_Supplied text_:
* Begin *

Sometimes Christians can be too quick to talk about the idolatrous potential of hobbies and too slow to consider how the things of earth can stir our hearts and provoke us toward God. Before you spend your twenties making sure your life is perfectly Instagrammable for the right people, read this spectacular book by Joe Rigney, and ask the Lord to reveal to you more of the “secret signature” of your soul. Then, cultivate interests and joys that push you toward your Savior even if they don’t boost your “platform.”
4. Cultivate trust in God.
The single best way to spend your twenties is to learn to trust God more. If that sounds cliché to you right now, trust me, it won’t for long. Many of us begin this decade unencumbered by responsibilities, only to be blindsided by the realities of debt, failed dreams, frustrated desires, and unexpected suffering. The road of Christian living has off-ramps of doubt all around it.
I was a 21-year-old, disaffected Bible college student hooked on pornography when Jesus answered the prayers of my parents and resurrected me. I was in a frustrating entry-level job with a wedding date and insufficient income, and the Lord provided. We were a young couple called to leave both sets of parents and the only hometown we’ve known to go to the Midwest, and the Lord tenderly dried our tears and surrounded us with friends.

* End *

_Raw records_:
* Begin *

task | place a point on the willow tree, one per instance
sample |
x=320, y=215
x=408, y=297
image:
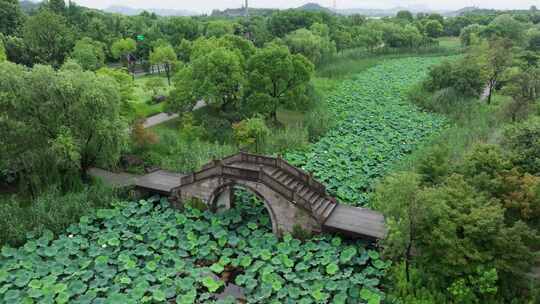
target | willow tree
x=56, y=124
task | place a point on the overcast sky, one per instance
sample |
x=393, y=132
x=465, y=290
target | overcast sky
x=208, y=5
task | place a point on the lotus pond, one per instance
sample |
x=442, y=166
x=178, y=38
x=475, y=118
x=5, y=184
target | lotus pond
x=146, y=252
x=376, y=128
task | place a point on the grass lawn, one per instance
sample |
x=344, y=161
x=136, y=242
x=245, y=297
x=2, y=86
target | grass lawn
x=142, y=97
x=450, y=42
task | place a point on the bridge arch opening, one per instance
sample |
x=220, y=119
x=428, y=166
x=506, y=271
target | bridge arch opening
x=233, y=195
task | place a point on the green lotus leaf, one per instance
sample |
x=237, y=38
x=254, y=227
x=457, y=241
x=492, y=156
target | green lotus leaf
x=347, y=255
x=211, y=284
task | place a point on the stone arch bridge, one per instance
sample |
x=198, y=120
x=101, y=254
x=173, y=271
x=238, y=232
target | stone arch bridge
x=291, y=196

* End *

_What needs to be done_: Carry on the piece about how a Christian might spend their twenties, picking up right after its last sentence.

_Answer to this task_:
“Your twenties and thirties and eighties and nineties are in his hands. Trust him.”
At every juncture in my twenties, the preserving goodness and mercy of Jesus surrounded me. He met my fears with provision and my sin with forgiveness. The main lesson of my twenties was that there was more grace in God than sin, immaturity, weakness, and ignorance in me. The places I leaned on him the most were the places I had nowhere else to lean, and these were the places he most showed himself faithful. My shame, regret, and anxieties were disarmed not by being a better version of myself, but by enjoying more of Christ.
Don’t doubt the sovereignty of the One who knows the stars by name and the hairs on your head (Isaiah 40:26; Luke 12:7). Don’t doubt the goodness of the One who did not spare his own Son but gave him up for you (Romans 8:32). Don’t doubt the worthiness of the One with whom there is fullness of joy and pleasures forevermore (Psalm 16:11). Your twenties and thirties and eighties and nineties are in his hands. Trust him.